## BEGIN Passage shown

French iconic comic series Asterix has turned 50. Kunal Majumder tracks the journey.
50 years of Asterix
Some call it France’s most lucrative literary export. Fifty years on, Asterix is not only the most recognisable French comic character; Asterix books have sold 325 million copies in over 100 languages. When René Goscinny and illustrator Albert Uderzo created The Adventures of Asterix for comic magazine Pilote in 1959, their objective was simple. “What we wanted with Pilote was to create our own, home-grown comic strip heroes, because at the time youth magazines were full of comic strips from America,” Uderzo recalled at a recent press conference in Paris.

 

Goscinny set the adventures in 85 BC, in a Gaulish village that was resisting Julius Caesar’s Roman occupation. The eponymous hero of these adventures is the diminutive but fearless Gaul, Asterix, who is ever eager to rescue other Gauls in distress – as long as several Romans are knocked out in the process.
The smartest member of the village, he is chosen for many dangerous missions to far-off places like America, Egypt and even India. Yes, Asterix travels to India in the 28th  book, Asterix and the Magic Carpet. His mission might well be one that needs just such a hero today: bring rain to a parched land and rescue the daughter of Rajah Wotzit, Princess Orinjade, who is to be executed as a sacrifice to appease the gods. As in all his previous adventures, he uses his legendary wit and the strength given to him by his magic potion (druid Getafix obligingly makes a batch each time) to rescue the princess and, yes, bring rain as well.

## END Passage shown

### Written instruction a
Gather every line of the records that contains the string "dancer".
The Asterix article and the records are unrelated material.

## BEGIN Records supplied

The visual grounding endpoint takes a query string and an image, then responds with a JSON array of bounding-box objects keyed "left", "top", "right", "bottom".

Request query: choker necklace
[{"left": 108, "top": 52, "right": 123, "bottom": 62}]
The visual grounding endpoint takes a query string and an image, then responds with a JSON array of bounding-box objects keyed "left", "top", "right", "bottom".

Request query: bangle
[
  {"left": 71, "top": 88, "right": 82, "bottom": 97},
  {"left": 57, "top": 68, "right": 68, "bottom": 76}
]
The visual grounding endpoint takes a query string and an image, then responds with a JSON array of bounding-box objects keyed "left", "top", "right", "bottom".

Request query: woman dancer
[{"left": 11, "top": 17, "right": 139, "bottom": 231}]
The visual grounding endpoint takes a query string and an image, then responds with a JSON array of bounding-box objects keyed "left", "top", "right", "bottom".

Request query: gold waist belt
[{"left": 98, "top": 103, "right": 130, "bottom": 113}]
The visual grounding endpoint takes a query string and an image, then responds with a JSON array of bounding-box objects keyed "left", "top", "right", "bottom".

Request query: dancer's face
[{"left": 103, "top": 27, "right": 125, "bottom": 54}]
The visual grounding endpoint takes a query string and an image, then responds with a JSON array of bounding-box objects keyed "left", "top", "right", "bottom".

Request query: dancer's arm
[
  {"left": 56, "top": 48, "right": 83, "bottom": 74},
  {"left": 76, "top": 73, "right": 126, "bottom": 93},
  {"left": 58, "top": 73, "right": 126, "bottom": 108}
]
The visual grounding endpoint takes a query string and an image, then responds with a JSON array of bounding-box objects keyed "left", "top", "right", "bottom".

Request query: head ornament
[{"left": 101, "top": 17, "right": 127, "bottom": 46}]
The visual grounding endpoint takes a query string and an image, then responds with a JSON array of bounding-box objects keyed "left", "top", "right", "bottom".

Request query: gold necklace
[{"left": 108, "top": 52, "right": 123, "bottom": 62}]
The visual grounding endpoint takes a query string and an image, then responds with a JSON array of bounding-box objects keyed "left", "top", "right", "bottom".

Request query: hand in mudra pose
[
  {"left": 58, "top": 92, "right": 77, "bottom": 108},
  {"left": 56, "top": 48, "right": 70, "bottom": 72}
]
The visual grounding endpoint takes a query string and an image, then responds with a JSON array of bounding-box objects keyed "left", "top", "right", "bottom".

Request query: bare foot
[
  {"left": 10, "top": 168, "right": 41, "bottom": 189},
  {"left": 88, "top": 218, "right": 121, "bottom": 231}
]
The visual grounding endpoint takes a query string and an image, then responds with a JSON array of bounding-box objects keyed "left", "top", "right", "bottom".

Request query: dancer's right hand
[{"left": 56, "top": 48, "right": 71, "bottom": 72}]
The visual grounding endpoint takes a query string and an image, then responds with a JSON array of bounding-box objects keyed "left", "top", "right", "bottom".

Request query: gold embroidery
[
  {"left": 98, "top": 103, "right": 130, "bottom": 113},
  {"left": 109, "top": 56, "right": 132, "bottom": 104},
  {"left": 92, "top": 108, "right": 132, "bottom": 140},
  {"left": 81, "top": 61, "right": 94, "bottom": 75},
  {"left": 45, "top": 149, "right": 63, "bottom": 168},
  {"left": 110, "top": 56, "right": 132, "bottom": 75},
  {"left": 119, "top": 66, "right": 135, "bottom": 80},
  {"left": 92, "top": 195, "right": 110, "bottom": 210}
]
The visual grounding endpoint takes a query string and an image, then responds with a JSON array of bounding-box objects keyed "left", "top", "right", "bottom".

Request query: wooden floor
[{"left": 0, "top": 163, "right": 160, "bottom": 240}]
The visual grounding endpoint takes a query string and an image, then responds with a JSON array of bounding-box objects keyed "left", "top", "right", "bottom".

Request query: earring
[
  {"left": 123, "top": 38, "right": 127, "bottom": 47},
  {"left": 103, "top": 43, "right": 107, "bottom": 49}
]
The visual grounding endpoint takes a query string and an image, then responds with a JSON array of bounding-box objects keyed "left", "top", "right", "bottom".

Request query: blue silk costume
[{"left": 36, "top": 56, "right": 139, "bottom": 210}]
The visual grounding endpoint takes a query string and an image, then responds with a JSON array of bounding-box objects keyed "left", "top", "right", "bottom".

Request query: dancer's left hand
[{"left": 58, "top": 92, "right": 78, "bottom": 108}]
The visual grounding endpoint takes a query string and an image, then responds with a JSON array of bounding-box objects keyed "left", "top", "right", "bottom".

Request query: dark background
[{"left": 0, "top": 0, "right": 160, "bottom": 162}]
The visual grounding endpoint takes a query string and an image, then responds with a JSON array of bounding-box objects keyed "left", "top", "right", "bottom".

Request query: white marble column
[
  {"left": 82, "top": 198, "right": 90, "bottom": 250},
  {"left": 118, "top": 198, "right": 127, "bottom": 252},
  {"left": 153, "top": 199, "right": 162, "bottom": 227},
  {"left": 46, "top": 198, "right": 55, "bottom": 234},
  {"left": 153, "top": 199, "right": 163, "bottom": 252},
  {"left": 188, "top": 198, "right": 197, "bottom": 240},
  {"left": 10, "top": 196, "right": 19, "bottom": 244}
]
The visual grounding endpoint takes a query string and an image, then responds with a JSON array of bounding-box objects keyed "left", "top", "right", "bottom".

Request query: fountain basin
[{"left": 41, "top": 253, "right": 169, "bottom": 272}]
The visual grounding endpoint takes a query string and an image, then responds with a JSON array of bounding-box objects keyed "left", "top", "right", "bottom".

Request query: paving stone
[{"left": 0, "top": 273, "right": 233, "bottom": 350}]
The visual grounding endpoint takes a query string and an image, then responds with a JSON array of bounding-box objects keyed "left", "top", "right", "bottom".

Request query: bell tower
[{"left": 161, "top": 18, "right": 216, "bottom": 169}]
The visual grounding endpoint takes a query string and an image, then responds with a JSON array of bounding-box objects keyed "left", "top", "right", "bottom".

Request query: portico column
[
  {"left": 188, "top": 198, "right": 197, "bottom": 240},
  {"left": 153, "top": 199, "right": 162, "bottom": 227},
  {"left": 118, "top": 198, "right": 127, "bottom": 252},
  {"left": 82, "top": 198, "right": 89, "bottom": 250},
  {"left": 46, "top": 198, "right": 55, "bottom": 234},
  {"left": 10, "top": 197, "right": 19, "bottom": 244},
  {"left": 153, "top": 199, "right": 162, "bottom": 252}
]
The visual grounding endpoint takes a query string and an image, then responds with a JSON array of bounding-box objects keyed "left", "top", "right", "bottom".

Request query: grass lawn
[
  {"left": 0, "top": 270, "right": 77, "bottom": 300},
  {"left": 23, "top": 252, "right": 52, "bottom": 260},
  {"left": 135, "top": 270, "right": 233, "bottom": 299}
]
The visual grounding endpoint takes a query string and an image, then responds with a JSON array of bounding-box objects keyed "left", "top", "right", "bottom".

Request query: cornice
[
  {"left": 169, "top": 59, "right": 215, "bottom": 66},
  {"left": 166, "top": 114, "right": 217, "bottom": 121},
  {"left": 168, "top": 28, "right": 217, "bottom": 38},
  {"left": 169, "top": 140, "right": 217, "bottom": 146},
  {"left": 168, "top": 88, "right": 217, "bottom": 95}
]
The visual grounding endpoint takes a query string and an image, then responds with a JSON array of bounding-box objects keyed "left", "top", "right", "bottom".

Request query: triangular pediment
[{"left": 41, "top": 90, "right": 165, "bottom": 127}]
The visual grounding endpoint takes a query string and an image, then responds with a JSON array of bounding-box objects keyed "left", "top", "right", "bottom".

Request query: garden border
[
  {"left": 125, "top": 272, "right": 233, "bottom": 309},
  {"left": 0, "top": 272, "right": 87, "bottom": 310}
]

## END Records supplied

### Written instruction b
According to the Asterix article, in what year did René Goscinny and Albert Uderzo create The Adventures of Asterix for Pilote?

### Final answer a
Request query: woman dancer
Request query: dancer's face
Request query: dancer's arm
Request query: dancer's right hand
Request query: dancer's left hand

### Final answer b
1959